** Start **

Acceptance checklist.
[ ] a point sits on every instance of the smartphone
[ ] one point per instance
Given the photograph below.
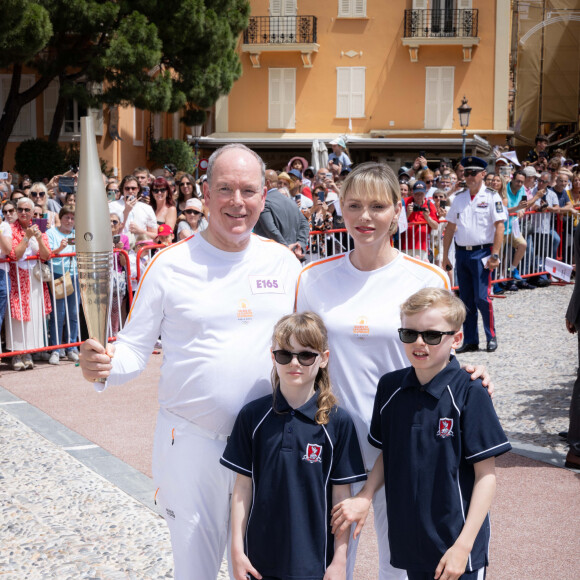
(41, 223)
(66, 184)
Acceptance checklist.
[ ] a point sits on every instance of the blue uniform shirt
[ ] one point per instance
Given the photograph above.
(293, 463)
(431, 435)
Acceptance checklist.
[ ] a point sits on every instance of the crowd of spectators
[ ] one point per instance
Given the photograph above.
(153, 209)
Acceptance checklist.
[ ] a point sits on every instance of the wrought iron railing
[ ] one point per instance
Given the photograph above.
(281, 30)
(441, 23)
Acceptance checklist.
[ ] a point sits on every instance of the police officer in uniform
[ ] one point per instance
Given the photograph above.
(476, 219)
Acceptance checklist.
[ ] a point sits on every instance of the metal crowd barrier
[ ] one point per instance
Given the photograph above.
(33, 336)
(546, 235)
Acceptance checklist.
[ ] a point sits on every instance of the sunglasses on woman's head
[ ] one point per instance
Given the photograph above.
(432, 337)
(305, 358)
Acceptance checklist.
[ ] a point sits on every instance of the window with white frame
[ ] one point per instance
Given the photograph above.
(282, 98)
(352, 8)
(350, 92)
(439, 90)
(25, 127)
(73, 113)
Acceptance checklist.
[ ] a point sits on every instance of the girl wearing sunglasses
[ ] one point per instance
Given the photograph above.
(195, 220)
(286, 448)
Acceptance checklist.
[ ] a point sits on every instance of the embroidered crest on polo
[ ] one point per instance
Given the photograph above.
(361, 327)
(445, 428)
(245, 314)
(313, 453)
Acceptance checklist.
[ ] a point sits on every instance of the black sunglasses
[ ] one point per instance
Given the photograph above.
(431, 337)
(305, 358)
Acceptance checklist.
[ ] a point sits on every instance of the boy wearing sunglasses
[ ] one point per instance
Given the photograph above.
(439, 436)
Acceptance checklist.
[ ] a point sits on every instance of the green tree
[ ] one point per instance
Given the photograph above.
(158, 55)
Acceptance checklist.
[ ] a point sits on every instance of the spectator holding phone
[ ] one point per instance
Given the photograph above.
(422, 218)
(338, 159)
(138, 217)
(64, 320)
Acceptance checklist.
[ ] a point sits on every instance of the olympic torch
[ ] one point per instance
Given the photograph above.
(94, 241)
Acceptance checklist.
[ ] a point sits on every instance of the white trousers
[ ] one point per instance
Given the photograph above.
(386, 571)
(193, 495)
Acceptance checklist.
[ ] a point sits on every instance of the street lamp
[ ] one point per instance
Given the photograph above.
(196, 136)
(464, 111)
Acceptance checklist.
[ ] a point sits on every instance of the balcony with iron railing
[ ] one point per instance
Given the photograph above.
(441, 27)
(281, 34)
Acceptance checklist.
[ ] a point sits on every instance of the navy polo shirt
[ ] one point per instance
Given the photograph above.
(431, 435)
(293, 463)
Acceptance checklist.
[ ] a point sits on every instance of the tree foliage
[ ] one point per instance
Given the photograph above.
(158, 55)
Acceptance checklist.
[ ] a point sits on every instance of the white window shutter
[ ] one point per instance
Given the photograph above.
(357, 92)
(432, 120)
(446, 97)
(282, 98)
(343, 92)
(289, 8)
(50, 98)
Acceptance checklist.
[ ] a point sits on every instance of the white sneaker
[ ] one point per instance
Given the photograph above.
(28, 362)
(17, 363)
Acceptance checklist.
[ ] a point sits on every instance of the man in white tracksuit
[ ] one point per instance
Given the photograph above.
(214, 299)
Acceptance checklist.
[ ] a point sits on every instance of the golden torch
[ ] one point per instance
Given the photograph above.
(94, 241)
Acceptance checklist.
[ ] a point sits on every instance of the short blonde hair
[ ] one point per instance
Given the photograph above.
(374, 180)
(452, 307)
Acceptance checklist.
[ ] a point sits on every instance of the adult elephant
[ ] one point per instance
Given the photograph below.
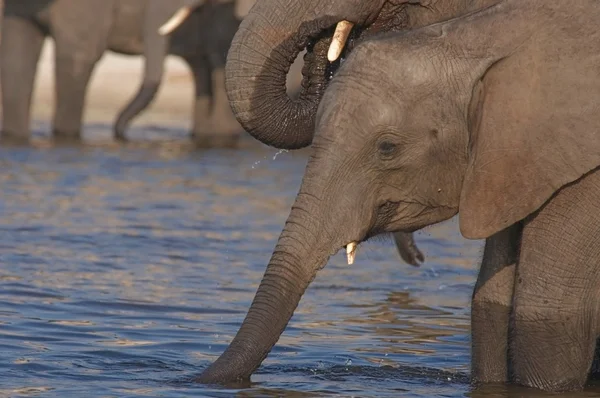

** End **

* **Short exercise**:
List every line in the listing above that contains the word "with", copying each one in full.

* **Correct answer**:
[ ] a point sits on every instance of the window with white frame
[ ] a point sits on every instance of the balcony with iron railing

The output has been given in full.